EXTRACTED TEXT >>
○ ○ ○ ○ ○ ○ ○
I have a lot of problems with this "we produce fewer things, but they're higher quality" argument, which was refined to an art form by FX head John Landgraf. On issue is that this argument is almost always voiced by executives who happen to be on a creative hot streak. And hot streaks in television-as in baseball-never last. I've heard the same argument from USA Network executives during their scripted drama success period or from NBC executives during the comedy boom years. Everyone always thinks they have the answer and eventually, they all discover they're mistaken.
That being said, comparing the output of Hulu and Netflix really is a textbook apples vs oranges comparison. Hulu can afford to be modest with their original content ambitions because viewers still come to Hulu for next-day access to their favorite television shows as well as its extensive on-demand catalog. Netflix is increasingly being forced to create all of their content and that means everything from scripted dramas to lifestyle shows and documentaries. Netflix isn't spending billions a year on original content because they can't say "no." They spend the money because they have no choice.
I think Hulu is now a must-have choice for a lot of people. I think they do what they do very well. But I'm not convinced that they are the streaming video's equivalent to HBO. And I'd love to see what a "Top Ten Today In The U.S." list looks like from Hulu.
○ ○ ○ ○ ○ ○ ○
DATA SHOWN >>

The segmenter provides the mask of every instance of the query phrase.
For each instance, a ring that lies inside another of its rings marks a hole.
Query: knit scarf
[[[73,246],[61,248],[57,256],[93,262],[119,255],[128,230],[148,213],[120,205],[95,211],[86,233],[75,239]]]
○ ○ ○ ○ ○ ○ ○
WRITTEN PROBLEM 1 >> Quote the part of the commentary on Hulu and Netflix that begins with the words "That being said, comparing" and ends with "like from Hulu.".
WRITTEN PROBLEM 2 >> List every television network or streaming service named in the commentary on Hulu and Netflix.
The lines are not needed for this work.

COMPLETE RESPONSE 1 >>
That being said, comparing the output of Hulu and Netflix really is a textbook apples vs oranges comparison. Hulu can afford to be modest with their original content ambitions because viewers still come to Hulu for next-day access to their favorite television shows as well as its extensive on-demand catalog. Netflix is increasingly being forced to create all of their content and that means everything from scripted dramas to lifestyle shows and documentaries. Netflix isn't spending billions a year on original content because they can't say "no." They spend the money because they have no choice.
I think Hulu is now a must-have choice for a lot of people. I think they do what they do very well. But I'm not convinced that they are the streaming video's equivalent to HBO. And I'd love to see what a "Top Ten Today In The U.S." list looks like from Hulu.

COMPLETE RESPONSE 2 >> FX, USA Network, NBC, Hulu, Netflix, HBO